* Requirement
Repeat each entry exactly, but do not carry over the pictures.

──────────────────────────────

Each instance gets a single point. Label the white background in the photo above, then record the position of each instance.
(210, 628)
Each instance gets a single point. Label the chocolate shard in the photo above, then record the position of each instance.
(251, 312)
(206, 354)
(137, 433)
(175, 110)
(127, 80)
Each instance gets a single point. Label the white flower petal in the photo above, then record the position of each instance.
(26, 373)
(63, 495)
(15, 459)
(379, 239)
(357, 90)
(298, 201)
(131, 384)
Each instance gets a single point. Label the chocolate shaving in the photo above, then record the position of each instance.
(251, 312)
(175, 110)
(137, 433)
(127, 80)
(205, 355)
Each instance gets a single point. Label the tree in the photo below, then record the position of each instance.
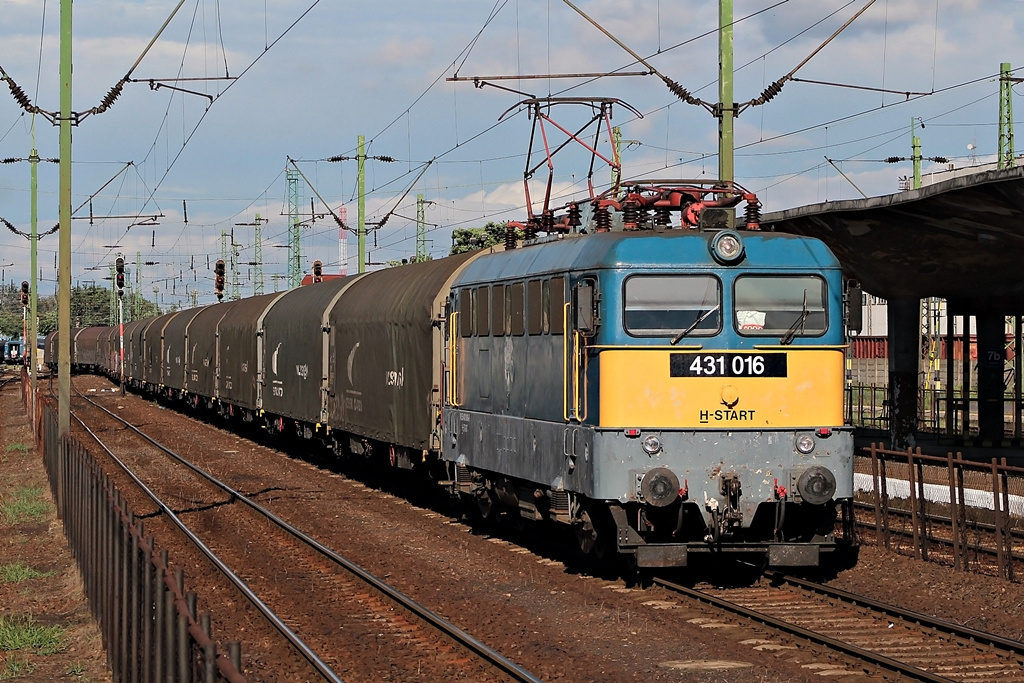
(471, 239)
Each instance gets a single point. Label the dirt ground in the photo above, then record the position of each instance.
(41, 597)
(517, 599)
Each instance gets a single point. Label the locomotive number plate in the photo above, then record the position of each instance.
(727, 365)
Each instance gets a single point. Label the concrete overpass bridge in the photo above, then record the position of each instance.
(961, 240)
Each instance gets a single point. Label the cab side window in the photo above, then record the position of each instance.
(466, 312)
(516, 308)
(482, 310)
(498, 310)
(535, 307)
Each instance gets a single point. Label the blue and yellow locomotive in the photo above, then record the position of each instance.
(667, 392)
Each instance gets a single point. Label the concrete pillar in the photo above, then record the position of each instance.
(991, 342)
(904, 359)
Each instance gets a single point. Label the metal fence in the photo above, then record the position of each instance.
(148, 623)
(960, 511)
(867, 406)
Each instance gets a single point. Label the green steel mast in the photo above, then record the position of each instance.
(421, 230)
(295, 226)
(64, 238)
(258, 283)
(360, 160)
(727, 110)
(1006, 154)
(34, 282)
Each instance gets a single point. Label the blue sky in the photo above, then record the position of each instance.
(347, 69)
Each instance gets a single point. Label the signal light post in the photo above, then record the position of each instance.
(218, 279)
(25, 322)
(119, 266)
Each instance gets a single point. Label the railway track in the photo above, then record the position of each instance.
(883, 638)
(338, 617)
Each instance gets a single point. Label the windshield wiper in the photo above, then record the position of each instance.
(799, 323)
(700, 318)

──────────────────────────────

* Exercise solution
Each instance gets a single point. Label the white background in the photo above, then record the position of each instance.
(210, 628)
Each instance gets a single point. Label the chocolate shard in the photo above, then record the position of each instance.
(251, 312)
(206, 354)
(137, 433)
(175, 110)
(127, 80)
Each instance gets a single point. Label the white flower petal in the photo above, then record the position of each instance.
(26, 373)
(63, 495)
(15, 459)
(379, 239)
(357, 90)
(298, 201)
(131, 384)
Each instance gets a single point. Label the chocolate shaving in the photo above, then record the position of each instance.
(251, 312)
(175, 110)
(137, 433)
(127, 80)
(205, 355)
Each instance gets a single point. Label the tree in the photo below, then record the position of each instance.
(471, 239)
Each instance gets a single point. Label the dirt ground in the photo above, then record the position of each instance.
(41, 597)
(517, 599)
Each instance gets a single point. Label the locomotive number plate in the photo above, then record the position of each instance.
(727, 365)
Each instance gets a single point. Label the concrete overpass bridge in the photo above, then record the position of each instance.
(961, 240)
Each instance gets a single point. Label the cab side window in the photo above, then record the position of each instance.
(466, 312)
(516, 308)
(482, 310)
(498, 310)
(535, 307)
Each instance gets a single point. Label the blue and yellow locomotive in the photo above, then record the position of each instance.
(667, 392)
Each instance gets a single point. Label the concrete pillar in the photo above, then record the position of each instance.
(991, 342)
(904, 359)
Each instance gets a single point. Label the metal fence in the photo above, then record the position of each instance.
(148, 623)
(960, 511)
(867, 406)
Each instance gets a single point. Label the green steel mast in the photo above, then record the position of each instance.
(421, 230)
(295, 226)
(64, 238)
(258, 283)
(360, 160)
(727, 110)
(1006, 154)
(34, 282)
Each instance gets a single point. Label the blue sky in the photo above, then record the position of each instance.
(347, 69)
Each instance gets a single point. Label the signal light post in the photo above, then record the position of each instance.
(218, 279)
(25, 322)
(119, 266)
Each instance gets a single point. Label the railway track in the photo above, then record the position of each instance.
(883, 638)
(338, 617)
Each instance gets a single point. Label the windshield wiper in the photo above, then record the position of each instance.
(799, 323)
(700, 318)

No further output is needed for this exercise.